• _Document excerpt_:
━━━━
I have a realistic example that tests your position. Imagine you’re an adopted child. The only information you and your adopted family were given is that your natural parents had three children and that all three were adopted by different families. What is the likelihood that you were the first born natural child? For your adopted parents, it’s straightforward. They assign a 1⁄3 probability that they adopted the oldest. According to you, as it’s a first-person perspective question about self-location, no likelihood can be assigned.
It won’t surprise you to learn that here I find no grounds for you to disagree with your adopted parents, much less to invalidate a credence. Everyone agrees that you are one of three children. Everyone shares the same uncertainty of whether you’re the oldest. Therefore the credence 1⁄3 that this is the case must also be shared.
I could tweak this situation to allow perspective disagreement with your adopted family, making it closer to Sleeping Beauty—and introducing a coin flip. I may do that later.
━━━━
• _Dataset rows_:
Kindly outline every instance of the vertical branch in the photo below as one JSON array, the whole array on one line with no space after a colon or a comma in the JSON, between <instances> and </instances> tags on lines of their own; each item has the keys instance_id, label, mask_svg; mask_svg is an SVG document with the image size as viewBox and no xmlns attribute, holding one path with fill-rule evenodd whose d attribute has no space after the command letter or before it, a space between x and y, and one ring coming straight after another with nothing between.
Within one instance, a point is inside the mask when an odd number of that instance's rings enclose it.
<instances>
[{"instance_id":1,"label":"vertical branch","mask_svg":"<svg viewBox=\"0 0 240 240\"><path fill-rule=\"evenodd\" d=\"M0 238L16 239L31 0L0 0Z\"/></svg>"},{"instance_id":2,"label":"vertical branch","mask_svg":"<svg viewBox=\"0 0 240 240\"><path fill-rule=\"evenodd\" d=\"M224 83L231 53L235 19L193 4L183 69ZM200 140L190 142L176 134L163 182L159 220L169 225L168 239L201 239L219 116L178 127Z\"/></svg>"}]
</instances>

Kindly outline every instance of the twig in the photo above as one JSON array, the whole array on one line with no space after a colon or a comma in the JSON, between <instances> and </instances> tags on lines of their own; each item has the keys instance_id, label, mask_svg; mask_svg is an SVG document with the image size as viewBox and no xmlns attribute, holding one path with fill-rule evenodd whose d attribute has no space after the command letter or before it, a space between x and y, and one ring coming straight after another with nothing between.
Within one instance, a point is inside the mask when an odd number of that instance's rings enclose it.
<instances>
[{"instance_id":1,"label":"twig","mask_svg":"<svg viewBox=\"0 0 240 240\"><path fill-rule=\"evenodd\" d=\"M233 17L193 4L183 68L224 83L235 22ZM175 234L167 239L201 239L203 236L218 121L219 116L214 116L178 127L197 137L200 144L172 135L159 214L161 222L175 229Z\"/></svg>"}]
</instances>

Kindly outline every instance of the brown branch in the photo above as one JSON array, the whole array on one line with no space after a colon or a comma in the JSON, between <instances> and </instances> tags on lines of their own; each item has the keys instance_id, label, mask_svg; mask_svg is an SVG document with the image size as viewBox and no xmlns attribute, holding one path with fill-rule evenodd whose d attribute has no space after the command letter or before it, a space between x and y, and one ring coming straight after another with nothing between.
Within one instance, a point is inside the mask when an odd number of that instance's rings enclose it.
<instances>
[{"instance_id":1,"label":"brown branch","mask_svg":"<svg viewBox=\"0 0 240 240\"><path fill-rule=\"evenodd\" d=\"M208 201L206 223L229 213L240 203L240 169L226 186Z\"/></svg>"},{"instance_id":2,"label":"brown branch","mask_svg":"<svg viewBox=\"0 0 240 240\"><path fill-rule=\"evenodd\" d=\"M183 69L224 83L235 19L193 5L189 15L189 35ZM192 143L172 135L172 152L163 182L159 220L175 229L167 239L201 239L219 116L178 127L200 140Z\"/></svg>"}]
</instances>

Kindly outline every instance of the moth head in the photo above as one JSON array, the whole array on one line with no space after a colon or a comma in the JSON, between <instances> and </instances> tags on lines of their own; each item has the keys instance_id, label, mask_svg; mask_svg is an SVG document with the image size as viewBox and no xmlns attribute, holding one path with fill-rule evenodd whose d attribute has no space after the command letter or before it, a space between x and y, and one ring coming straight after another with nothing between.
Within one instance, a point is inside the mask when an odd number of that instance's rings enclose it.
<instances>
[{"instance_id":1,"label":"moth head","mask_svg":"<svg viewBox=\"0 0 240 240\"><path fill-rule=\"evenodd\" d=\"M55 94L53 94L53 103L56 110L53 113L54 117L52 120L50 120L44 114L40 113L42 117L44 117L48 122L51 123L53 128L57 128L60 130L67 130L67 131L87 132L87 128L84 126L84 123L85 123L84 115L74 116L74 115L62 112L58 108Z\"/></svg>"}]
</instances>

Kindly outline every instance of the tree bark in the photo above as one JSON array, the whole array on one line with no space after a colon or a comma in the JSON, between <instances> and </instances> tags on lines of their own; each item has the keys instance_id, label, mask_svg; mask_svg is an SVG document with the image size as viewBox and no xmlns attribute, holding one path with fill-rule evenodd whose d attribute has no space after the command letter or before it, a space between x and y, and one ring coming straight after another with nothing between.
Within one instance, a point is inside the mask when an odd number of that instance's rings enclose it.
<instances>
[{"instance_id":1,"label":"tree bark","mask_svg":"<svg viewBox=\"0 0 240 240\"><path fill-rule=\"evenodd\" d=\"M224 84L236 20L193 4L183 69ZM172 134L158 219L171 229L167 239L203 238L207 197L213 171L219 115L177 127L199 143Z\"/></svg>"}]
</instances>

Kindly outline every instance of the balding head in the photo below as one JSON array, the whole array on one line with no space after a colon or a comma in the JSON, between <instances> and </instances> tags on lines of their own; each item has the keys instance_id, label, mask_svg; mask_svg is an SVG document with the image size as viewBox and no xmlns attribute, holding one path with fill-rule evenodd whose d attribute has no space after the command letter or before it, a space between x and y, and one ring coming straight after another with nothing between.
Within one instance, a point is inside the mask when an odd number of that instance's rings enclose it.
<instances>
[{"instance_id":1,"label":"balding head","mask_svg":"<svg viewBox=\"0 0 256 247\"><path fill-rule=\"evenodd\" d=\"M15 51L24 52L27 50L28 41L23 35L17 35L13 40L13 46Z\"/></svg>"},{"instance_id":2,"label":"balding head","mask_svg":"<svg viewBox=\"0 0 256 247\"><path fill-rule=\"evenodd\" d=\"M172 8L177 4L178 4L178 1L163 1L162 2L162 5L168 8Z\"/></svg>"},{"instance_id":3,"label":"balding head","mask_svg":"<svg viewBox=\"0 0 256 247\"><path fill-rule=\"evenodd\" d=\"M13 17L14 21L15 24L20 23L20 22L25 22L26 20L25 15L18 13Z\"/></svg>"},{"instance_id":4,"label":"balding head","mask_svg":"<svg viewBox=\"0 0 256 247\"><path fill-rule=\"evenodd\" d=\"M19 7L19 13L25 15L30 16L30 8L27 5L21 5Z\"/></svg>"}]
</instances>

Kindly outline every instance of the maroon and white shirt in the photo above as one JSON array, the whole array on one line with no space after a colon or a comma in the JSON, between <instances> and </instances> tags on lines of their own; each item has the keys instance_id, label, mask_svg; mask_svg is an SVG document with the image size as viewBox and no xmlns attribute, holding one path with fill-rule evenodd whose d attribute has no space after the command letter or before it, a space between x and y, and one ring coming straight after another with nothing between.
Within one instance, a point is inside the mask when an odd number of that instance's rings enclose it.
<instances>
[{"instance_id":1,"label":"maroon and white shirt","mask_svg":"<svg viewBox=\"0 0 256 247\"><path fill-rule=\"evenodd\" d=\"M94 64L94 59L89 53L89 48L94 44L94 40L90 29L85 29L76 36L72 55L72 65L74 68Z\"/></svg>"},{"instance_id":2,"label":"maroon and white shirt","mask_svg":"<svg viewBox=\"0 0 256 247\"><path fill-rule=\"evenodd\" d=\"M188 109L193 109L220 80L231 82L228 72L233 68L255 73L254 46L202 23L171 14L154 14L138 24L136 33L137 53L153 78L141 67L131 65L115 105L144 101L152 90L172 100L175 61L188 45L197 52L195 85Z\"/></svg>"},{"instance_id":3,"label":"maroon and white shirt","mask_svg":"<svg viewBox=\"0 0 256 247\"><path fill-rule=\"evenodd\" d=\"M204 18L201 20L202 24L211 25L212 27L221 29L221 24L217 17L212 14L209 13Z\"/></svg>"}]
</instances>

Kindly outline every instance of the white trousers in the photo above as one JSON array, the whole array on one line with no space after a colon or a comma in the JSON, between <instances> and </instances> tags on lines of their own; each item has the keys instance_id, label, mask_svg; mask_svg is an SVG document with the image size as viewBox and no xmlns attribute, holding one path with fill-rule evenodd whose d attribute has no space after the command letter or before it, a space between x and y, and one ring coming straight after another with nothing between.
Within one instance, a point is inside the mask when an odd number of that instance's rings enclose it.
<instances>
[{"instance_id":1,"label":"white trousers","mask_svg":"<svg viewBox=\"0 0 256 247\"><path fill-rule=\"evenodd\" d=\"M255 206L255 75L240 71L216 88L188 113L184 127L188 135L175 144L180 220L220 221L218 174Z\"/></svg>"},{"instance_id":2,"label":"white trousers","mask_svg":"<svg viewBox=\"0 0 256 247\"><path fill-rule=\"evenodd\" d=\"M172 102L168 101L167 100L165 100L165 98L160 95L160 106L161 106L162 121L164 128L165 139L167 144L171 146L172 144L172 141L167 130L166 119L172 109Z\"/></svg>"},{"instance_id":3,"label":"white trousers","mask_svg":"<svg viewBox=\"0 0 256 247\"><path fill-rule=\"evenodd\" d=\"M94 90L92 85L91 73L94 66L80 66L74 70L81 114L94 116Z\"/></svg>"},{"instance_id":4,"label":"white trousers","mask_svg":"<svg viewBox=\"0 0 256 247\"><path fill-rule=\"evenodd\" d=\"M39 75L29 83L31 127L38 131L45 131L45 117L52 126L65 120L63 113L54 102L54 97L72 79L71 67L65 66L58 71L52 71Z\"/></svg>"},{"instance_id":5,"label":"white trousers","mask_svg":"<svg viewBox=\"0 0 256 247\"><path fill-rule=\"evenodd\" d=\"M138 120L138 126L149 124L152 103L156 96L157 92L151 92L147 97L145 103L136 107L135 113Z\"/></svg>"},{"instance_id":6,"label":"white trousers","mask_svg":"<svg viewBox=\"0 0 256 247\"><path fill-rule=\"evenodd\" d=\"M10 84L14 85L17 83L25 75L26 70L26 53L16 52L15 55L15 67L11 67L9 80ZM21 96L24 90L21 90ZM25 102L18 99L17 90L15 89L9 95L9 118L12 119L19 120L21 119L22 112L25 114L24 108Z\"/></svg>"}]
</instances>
━━━━
Rewrite the stretch of the adopted-child passage from "It won’t surprise" through "also be shared.", substituting "degree of belief" for "credence".

It won’t surprise you to learn that here I find no grounds for you to disagree with your adopted parents, much less to invalidate a degree of belief. Everyone agrees that you are one of three children. Everyone shares the same uncertainty of whether you’re the oldest. Therefore the degree of belief 1⁄3 that this is the case must also be shared.